■ **Source passage**
Legislating is a messy, ridiculous, often brutal affair, especially at the congressional level. It’s rare that one party controls the House, the Senate and the White House. With divided government characterizing most of modern American history, senators, representatives and even presidents learn to triage their priorities and take whatever victories they can. “I have always figured that a half a loaf is better than none, and I know that in the democratic process you’re not going to always get everything you want,” then-President Ronald Reagan told reporters in 1983.
For many Republicans in Congress these days, that’s no longer the case. Partial victory is no longer better than no victory. Outside of the rare governing trifecta, control of the legislative branch is most useful as a leverage to help the GOP’s political fortunes — particularly control of the executive branch. Policy achievements have taken a back seat to returning Donald Trump to the White House.
Partial victory is no longer better than no victory.
What makes this particularly detrimental to congressional Republicans is that it now extends to both sides of the U.S. Capitol. For much of 2023, House Republicans shot themselves in the foot repeatedly as their Senate counterparts looked on with a mixture of bemusement and horror. This year, there are several opportunities that are available to notch wins for the GOP, but there are enough holdouts in each chamber to potentially tank each of them.

■ **Data excerpts**
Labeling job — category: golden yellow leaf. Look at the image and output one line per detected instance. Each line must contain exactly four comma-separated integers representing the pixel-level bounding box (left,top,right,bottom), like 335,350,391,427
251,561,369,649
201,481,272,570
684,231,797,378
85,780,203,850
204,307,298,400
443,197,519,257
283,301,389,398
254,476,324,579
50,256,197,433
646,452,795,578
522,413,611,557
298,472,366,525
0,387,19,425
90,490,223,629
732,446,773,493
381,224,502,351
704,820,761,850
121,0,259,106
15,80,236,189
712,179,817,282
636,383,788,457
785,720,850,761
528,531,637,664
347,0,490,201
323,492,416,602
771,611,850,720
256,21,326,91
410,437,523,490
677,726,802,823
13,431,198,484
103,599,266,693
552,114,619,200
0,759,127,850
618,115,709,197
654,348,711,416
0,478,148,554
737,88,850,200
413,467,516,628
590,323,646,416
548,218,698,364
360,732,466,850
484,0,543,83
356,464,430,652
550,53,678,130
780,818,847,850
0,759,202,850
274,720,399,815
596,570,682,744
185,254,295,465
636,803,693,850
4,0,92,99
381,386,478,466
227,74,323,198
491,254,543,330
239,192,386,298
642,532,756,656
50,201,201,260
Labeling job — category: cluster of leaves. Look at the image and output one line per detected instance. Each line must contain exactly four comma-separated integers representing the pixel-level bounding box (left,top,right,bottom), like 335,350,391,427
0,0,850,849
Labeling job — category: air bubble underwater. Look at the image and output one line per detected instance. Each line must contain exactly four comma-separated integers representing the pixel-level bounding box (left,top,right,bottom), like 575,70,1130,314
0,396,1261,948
--
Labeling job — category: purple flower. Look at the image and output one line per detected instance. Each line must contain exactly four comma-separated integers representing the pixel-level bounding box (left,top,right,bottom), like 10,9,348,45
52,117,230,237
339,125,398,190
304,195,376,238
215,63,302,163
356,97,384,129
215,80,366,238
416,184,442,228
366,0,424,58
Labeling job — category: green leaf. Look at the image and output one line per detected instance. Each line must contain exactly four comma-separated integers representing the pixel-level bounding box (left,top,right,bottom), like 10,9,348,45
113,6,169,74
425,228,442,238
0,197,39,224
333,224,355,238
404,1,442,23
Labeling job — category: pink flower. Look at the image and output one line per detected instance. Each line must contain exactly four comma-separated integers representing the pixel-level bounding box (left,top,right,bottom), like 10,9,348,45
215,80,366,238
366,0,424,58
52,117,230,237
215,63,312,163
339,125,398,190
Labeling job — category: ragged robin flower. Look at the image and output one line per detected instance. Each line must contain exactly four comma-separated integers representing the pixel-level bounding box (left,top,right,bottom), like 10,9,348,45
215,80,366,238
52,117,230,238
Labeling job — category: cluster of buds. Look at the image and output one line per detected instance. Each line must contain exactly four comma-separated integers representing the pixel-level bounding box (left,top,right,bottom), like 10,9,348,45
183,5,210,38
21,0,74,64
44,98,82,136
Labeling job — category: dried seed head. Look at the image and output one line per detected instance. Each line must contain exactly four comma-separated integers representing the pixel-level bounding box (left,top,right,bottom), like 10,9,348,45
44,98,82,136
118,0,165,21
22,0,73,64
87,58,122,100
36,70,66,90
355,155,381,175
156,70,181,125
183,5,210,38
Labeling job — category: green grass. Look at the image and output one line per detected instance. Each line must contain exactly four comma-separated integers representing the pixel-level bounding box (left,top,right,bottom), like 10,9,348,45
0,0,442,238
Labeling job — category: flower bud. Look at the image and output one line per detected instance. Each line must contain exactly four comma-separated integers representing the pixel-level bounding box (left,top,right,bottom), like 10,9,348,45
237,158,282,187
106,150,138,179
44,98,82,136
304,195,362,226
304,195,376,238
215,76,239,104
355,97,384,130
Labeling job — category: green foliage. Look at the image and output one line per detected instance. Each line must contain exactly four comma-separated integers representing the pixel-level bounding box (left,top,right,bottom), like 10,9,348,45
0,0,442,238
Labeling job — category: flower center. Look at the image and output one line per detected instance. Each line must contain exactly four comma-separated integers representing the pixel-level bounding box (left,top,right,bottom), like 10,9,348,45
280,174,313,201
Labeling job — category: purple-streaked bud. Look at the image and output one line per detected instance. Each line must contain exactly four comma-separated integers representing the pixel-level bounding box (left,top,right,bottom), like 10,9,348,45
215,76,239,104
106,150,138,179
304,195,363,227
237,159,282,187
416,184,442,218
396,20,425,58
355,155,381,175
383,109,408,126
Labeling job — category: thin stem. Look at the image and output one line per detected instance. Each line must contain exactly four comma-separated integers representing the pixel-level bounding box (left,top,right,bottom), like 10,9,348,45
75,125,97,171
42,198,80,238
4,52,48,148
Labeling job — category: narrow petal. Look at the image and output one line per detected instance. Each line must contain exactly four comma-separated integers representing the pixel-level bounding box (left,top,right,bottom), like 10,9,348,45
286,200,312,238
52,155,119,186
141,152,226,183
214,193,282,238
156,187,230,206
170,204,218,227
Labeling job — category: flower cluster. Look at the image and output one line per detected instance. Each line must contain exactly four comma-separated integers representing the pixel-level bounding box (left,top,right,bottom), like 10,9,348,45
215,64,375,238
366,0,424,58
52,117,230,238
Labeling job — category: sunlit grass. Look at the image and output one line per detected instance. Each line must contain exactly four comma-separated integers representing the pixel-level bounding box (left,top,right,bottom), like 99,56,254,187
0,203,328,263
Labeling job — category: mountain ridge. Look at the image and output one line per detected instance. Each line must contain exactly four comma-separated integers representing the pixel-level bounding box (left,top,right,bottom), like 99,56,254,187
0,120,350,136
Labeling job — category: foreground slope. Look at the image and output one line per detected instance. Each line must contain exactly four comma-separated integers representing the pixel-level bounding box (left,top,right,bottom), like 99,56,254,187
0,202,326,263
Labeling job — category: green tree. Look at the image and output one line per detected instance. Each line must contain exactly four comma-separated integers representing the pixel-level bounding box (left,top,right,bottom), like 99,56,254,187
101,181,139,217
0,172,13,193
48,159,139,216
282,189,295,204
--
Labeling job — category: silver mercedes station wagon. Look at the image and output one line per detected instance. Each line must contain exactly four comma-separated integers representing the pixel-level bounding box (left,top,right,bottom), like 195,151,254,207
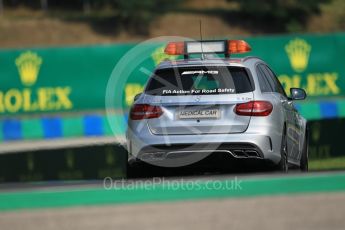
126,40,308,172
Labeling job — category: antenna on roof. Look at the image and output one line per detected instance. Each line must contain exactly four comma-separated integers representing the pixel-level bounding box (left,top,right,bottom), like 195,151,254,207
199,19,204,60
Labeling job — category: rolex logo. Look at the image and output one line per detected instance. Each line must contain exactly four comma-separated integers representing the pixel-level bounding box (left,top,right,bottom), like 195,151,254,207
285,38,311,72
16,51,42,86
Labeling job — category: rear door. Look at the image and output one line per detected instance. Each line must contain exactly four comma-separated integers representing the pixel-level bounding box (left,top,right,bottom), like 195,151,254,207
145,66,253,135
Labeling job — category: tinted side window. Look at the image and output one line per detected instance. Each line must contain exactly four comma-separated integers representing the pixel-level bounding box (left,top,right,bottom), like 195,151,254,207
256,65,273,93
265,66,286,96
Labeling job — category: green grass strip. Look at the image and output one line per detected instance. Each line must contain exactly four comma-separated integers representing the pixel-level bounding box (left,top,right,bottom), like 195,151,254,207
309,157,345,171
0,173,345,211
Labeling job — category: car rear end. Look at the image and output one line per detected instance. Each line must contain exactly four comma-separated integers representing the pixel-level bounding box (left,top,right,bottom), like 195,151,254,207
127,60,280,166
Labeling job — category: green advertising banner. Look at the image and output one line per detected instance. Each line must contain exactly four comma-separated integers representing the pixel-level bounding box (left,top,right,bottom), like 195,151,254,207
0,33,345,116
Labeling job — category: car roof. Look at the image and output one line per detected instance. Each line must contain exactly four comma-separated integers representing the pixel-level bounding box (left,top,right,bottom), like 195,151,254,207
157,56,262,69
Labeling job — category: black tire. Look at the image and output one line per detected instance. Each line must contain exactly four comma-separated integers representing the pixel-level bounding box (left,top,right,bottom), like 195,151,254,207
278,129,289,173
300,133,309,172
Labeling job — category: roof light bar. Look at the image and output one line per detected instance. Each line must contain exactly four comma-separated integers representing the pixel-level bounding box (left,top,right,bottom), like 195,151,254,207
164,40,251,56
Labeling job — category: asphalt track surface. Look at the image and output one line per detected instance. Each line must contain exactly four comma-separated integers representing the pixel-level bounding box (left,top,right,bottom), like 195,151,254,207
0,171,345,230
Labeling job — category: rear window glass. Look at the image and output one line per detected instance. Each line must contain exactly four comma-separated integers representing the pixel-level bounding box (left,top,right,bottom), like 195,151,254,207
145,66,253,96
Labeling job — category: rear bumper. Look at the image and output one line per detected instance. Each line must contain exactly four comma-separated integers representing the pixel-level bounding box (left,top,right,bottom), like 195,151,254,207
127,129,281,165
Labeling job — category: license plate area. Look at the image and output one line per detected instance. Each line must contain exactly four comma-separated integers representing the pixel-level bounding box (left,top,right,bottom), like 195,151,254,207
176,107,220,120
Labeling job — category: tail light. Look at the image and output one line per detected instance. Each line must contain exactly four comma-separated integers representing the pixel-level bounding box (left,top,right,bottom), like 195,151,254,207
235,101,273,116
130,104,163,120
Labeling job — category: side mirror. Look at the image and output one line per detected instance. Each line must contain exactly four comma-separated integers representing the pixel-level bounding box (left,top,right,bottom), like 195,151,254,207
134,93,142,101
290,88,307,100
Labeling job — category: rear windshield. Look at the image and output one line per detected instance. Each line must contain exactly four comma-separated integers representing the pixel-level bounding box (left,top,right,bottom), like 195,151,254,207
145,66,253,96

■ **Required work**
Continue the article about congressional Republicans rejecting partial victories, starting after its last sentence. The material above plays no part in what follows.

■ **Response box**
The House actually managed to get its act together for long enough Tuesday to pass a bipartisan tax bill that restores several major tax breaks for corporations that were part of the 2017 Trump tax cuts, a major win for Republicans. In return, Democrats get the chance to expand the Child Tax Credit once again. The proposed increase is still smaller than the pandemic-era expansion that raised millions of children out of poverty, but it’s still a boost and was only made possible through the trade-off. But Senate Republicans are skeptical, insisting on taking it up themselves to get changes that might doom the bill entirely or at least prevent it from passing before the current tax season.
At the same time, on immigration, Senate Republicans are on the cusp of extracting the steepest concessions Democrats have offered in years, in exchange for finally approving President Joe Biden’s requested aid for Ukraine and Israel. But their House counterparts, led by Speaker Mike Johnson, insist that any deal is “absolutely dead” on arrival.
The stumbling block in both cases is a fear of success. Republicans worry that if these bills become law, Biden will be the only person to get the credit. Sen. Chuck Grassley, R-Iowa, made that subtext into text earlier this week: “Passing a tax bill that makes the president look good — mailing out checks before the election — means he could be re-elected, and then we won’t extend the 2017 tax cuts.” Likewise, the main reason that House Republicans are so leery of the Senate immigration deal is that actually addressing the problem removes one of their party’s main lines of attack against the Biden administration. And should border encounters actually fall, the GOP thinking goes, that hurts the chance of a re-elected Trump forcing through even stricter provisions. (Let’s leave aside the fact that, as Senate Minority Leader Mitch McConnell has reminded his colleagues, this is likely the GOP’s best shot, as Democrats would filibuster any more punitive measures under Trump.)